Copy the stretch from the line containing "Where can you see the beige wall" through the last line, requests included, but scale every point coordinate in the answers by 1.1 and round each to the nearest whole number, with halves going up. Give only these lines, and leave out the pictures.

============

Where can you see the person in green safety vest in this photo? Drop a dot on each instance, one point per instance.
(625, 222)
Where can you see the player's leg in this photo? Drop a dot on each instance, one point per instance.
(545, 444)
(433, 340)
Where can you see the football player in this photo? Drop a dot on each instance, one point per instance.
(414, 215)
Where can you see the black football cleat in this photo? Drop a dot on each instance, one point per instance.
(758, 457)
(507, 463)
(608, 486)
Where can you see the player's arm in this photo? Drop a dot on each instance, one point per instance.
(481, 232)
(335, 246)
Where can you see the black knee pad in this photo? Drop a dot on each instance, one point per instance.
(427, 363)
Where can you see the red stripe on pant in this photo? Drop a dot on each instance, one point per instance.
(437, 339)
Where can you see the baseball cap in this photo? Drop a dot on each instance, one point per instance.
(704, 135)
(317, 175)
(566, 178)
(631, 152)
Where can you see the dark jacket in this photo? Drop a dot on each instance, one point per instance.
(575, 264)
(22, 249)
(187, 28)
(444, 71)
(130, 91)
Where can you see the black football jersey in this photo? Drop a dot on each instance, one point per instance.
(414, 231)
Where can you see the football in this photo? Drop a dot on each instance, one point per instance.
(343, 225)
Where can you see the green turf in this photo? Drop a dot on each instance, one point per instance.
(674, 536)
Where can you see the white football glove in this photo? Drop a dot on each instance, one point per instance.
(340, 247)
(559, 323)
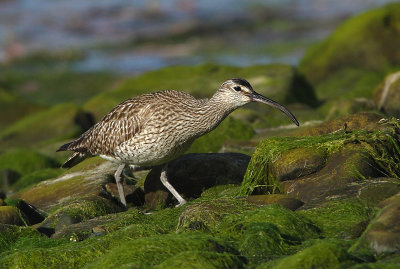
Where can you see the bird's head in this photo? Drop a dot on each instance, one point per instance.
(239, 92)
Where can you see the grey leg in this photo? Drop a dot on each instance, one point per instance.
(164, 180)
(117, 176)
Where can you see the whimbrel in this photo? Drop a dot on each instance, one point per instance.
(153, 129)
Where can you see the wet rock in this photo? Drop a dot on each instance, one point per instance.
(7, 178)
(280, 199)
(345, 166)
(84, 208)
(203, 259)
(340, 218)
(190, 174)
(104, 224)
(345, 107)
(32, 214)
(371, 191)
(133, 194)
(387, 95)
(375, 33)
(323, 254)
(367, 121)
(11, 215)
(297, 163)
(85, 179)
(383, 234)
(207, 214)
(262, 241)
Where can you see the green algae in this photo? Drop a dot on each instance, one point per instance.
(338, 218)
(203, 260)
(293, 228)
(323, 254)
(229, 129)
(380, 146)
(78, 210)
(262, 241)
(368, 41)
(25, 161)
(58, 121)
(35, 177)
(155, 249)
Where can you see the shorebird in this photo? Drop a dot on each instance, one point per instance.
(153, 129)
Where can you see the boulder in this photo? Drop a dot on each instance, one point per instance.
(85, 179)
(383, 234)
(11, 215)
(190, 174)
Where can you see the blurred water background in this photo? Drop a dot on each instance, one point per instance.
(131, 37)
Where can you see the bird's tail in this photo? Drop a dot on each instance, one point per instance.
(75, 158)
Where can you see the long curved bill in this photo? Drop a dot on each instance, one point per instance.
(256, 97)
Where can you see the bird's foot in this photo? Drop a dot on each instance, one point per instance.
(181, 203)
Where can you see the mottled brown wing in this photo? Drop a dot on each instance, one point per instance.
(119, 125)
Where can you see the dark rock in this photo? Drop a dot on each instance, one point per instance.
(190, 174)
(7, 178)
(11, 215)
(383, 234)
(280, 199)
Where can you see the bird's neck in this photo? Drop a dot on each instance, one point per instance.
(213, 112)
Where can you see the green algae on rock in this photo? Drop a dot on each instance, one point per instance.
(320, 255)
(368, 41)
(154, 250)
(338, 218)
(203, 260)
(379, 146)
(57, 121)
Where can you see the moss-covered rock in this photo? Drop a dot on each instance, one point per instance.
(340, 218)
(203, 260)
(387, 95)
(280, 199)
(350, 156)
(11, 215)
(85, 179)
(156, 249)
(79, 210)
(53, 124)
(262, 241)
(293, 228)
(320, 255)
(368, 42)
(190, 174)
(383, 234)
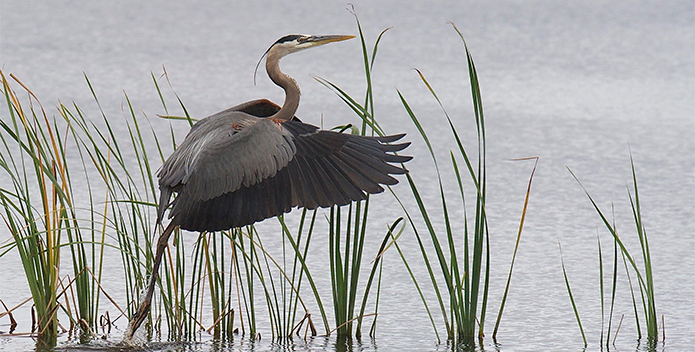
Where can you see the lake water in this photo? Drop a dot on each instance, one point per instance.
(578, 84)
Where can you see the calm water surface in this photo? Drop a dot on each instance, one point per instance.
(578, 84)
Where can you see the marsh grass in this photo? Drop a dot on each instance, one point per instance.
(644, 273)
(40, 214)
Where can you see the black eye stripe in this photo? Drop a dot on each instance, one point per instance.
(289, 38)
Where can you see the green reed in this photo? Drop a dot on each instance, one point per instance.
(644, 274)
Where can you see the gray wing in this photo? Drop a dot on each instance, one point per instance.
(328, 168)
(223, 153)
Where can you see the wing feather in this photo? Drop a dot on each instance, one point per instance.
(298, 165)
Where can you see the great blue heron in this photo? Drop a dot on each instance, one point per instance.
(257, 160)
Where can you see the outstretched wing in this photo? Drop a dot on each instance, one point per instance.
(327, 168)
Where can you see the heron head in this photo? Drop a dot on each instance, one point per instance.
(297, 42)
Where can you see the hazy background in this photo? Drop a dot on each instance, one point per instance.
(578, 84)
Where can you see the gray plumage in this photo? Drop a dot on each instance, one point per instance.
(257, 160)
(234, 169)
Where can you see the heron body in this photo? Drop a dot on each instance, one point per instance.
(257, 160)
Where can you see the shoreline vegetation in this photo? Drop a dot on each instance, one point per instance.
(229, 277)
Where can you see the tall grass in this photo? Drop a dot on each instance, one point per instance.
(463, 303)
(40, 213)
(224, 270)
(644, 274)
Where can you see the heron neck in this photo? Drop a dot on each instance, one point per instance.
(290, 86)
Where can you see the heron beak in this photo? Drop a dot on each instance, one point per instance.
(316, 40)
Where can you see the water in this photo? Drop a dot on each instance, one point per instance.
(578, 84)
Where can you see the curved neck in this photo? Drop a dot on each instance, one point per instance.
(292, 93)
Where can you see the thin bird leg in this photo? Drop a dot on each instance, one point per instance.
(144, 308)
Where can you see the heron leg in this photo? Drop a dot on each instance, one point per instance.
(145, 304)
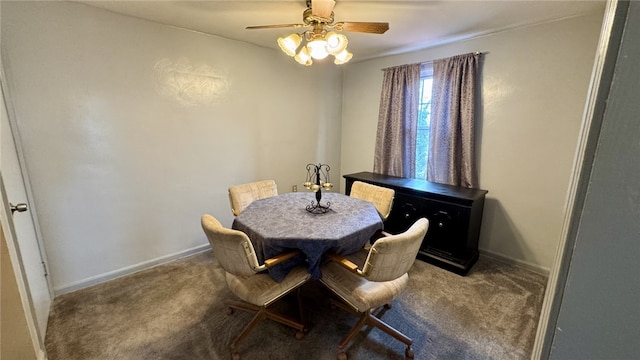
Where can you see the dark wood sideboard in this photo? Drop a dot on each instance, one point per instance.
(454, 213)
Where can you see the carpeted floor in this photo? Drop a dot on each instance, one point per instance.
(176, 311)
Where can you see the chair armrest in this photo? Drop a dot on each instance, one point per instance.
(278, 259)
(342, 261)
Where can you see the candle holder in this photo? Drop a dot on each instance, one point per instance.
(318, 179)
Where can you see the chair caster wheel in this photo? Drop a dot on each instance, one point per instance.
(408, 354)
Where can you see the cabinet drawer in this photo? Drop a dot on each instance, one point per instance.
(405, 211)
(448, 225)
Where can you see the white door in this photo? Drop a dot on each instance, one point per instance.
(28, 246)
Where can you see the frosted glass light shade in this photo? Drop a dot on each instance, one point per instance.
(289, 44)
(304, 57)
(318, 49)
(336, 43)
(343, 57)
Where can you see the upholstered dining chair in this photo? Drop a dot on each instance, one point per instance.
(370, 280)
(245, 278)
(240, 196)
(381, 197)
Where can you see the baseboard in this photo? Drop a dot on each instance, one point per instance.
(520, 263)
(94, 280)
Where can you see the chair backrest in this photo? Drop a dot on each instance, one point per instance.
(381, 197)
(392, 256)
(240, 196)
(232, 248)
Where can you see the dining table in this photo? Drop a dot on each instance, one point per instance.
(282, 223)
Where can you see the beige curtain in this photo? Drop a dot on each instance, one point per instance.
(452, 146)
(397, 120)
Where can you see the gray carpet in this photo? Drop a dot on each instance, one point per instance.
(176, 311)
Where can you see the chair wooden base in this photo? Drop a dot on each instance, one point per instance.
(368, 318)
(263, 312)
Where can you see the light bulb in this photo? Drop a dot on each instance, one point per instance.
(336, 43)
(304, 57)
(289, 44)
(318, 49)
(343, 57)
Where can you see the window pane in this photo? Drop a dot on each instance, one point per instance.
(424, 120)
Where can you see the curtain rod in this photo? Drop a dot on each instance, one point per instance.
(476, 53)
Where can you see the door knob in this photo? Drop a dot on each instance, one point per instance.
(22, 207)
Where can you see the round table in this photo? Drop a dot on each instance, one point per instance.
(281, 223)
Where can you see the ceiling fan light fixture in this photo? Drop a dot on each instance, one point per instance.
(318, 48)
(290, 44)
(324, 37)
(304, 57)
(336, 43)
(343, 57)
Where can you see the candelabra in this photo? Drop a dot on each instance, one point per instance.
(317, 179)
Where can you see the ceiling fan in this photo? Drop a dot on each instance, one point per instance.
(322, 39)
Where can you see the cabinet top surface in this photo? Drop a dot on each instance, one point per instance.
(418, 185)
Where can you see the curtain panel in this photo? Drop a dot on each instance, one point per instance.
(452, 139)
(397, 122)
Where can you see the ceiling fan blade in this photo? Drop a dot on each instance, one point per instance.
(274, 26)
(322, 8)
(368, 27)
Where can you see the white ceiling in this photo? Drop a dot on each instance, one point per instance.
(413, 24)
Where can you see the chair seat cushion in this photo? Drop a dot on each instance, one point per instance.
(261, 290)
(357, 291)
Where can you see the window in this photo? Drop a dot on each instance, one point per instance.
(424, 120)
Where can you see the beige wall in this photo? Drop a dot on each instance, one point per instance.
(534, 86)
(15, 340)
(121, 173)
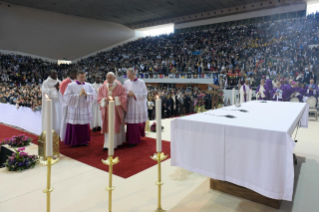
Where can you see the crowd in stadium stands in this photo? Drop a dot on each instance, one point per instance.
(175, 102)
(26, 95)
(277, 50)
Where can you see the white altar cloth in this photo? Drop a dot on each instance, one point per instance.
(253, 150)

============

* [Response for this exercise]
Where can you see the beige wall in this photo? Drop a dot on each instance, one point per instance.
(587, 95)
(17, 374)
(133, 190)
Where can you see the crowd in stadium stands in this photo? Drop a dot on each instance, one point per instance.
(193, 112)
(29, 105)
(305, 55)
Where can you see the white altar cloth in this photo? Drop a dot on each instance, one point per instance.
(278, 165)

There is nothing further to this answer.